** EXERCISE **
From the entries below, copy every line that has the word "rough".

++++ RECORD SET

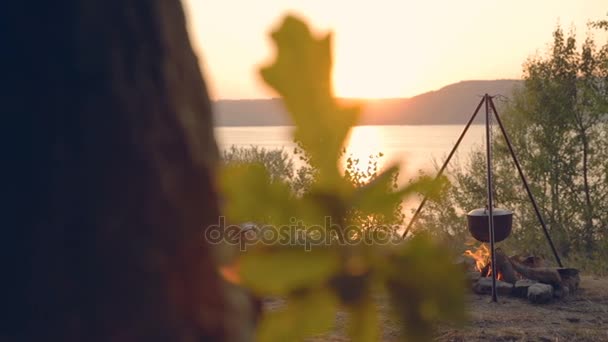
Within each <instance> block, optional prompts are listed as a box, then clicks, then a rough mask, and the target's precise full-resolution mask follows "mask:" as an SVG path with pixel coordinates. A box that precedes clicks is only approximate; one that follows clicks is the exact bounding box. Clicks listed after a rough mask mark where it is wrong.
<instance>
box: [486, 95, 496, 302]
mask: <svg viewBox="0 0 608 342" xmlns="http://www.w3.org/2000/svg"><path fill="white" fill-rule="evenodd" d="M484 98H485V99H486V106H485V107H486V176H487V184H488V228H489V229H490V260H491V262H490V264H491V266H492V301H493V302H494V303H496V302H498V297H497V294H496V270H497V268H496V256H495V255H494V251H495V249H494V241H495V240H494V196H493V193H492V188H493V181H492V139H490V96H489V95H488V94H486V95H485V96H484Z"/></svg>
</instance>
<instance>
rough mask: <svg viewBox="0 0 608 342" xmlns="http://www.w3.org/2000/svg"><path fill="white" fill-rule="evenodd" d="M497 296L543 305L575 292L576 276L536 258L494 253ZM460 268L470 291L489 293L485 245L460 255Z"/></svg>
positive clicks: (578, 280) (489, 249)
mask: <svg viewBox="0 0 608 342" xmlns="http://www.w3.org/2000/svg"><path fill="white" fill-rule="evenodd" d="M494 253H495V255H494V257H495V260H496V279H497V280H496V291H497V294H499V295H502V296H505V295H508V296H515V297H522V298H527V299H528V300H530V302H532V303H539V304H540V303H547V302H550V301H551V300H554V299H561V298H564V297H567V296H569V295H571V294H573V293H575V292H576V290H577V289H578V287H579V283H580V277H579V272H578V270H576V269H573V268H563V267H549V266H546V265H545V262H544V260H543V259H542V258H540V257H537V256H520V255H515V256H511V257H509V256H507V254H505V252H504V251H502V250H501V249H500V248H496V249H495V252H494ZM464 257H465V260H466V262H464V263H463V264H464V265H465V266H464V267H465V268H466V271H467V272H468V278H469V280H470V282H471V287H472V290H473V291H474V292H475V293H477V294H491V293H492V278H491V275H492V267H491V258H490V249H489V248H488V246H487V245H486V244H481V245H480V246H479V247H478V248H476V249H473V250H467V251H465V253H464Z"/></svg>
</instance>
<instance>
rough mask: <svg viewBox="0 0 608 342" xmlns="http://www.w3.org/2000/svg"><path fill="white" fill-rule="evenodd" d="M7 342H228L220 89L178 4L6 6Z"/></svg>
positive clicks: (5, 162) (2, 103)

++++++++

** OUTPUT OF THE EXERCISE **
Within each <instance> block, optional prompts are listed as a box, then clicks, then a rough mask, and the target's precise full-resolution mask follows "mask:" as an SVG path with pixel coordinates. A box that precedes clicks is only approximate; one that follows clicks is the exact bounding box. Clicks listed after a rough mask mark where it is wrong.
rough mask: <svg viewBox="0 0 608 342" xmlns="http://www.w3.org/2000/svg"><path fill="white" fill-rule="evenodd" d="M497 296L543 305L575 292L576 276L536 258L494 253ZM460 268L470 291L489 293L485 245L460 255Z"/></svg>
rough mask: <svg viewBox="0 0 608 342" xmlns="http://www.w3.org/2000/svg"><path fill="white" fill-rule="evenodd" d="M7 342H228L220 89L178 4L6 6Z"/></svg>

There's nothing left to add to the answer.